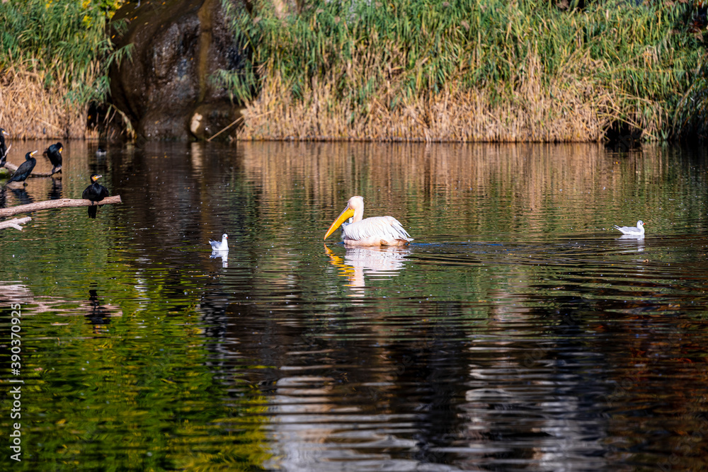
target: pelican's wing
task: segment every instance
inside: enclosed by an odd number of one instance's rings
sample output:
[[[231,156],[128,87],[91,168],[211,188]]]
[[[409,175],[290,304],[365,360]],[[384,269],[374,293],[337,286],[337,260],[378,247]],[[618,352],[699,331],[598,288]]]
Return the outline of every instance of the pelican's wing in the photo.
[[[362,241],[377,237],[387,241],[404,239],[413,241],[401,223],[393,217],[372,217],[360,221],[355,221],[344,228],[344,236],[348,239]]]

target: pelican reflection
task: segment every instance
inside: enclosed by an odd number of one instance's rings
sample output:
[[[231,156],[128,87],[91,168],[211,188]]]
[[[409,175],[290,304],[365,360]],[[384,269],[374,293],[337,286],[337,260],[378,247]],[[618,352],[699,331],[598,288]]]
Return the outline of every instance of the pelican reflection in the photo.
[[[392,277],[404,267],[411,250],[406,246],[346,247],[344,257],[337,255],[327,245],[324,251],[332,265],[339,269],[339,275],[349,280],[348,287],[360,291],[366,287],[365,275],[369,277]]]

──────────

» **What needs to be done**:
Please reproduce every line of the items above word for word, leaving out the pictures.

» **The completed task**:
target: pelican's wing
task: segment every instance
inside: enclosed by an odd number of one instance's rings
sample output:
[[[231,156],[128,87],[91,168],[211,188]]]
[[[409,175],[290,304],[365,360]],[[384,269],[374,293],[337,286],[337,260],[378,247]],[[618,352],[699,331],[598,288]]]
Return the outline of every instance of the pelican's wing in the photo.
[[[362,241],[377,237],[387,241],[404,239],[413,241],[401,223],[393,217],[372,217],[360,221],[355,221],[344,228],[344,236],[348,239]]]

target: pelican reflection
task: segment every instance
inside: enclosed by an odd number of one instance's rings
sample output:
[[[231,156],[128,87],[91,168],[211,188]]]
[[[409,175],[290,304],[365,360]],[[384,269],[374,293],[337,286],[337,260],[378,247]],[[618,352],[699,331],[598,288]]]
Return the outline of every instance of the pelican reflection in the photo.
[[[392,277],[404,267],[411,250],[406,246],[346,247],[344,257],[337,255],[327,245],[324,251],[332,265],[339,269],[339,275],[349,280],[348,287],[360,291],[366,287],[365,275],[369,277]]]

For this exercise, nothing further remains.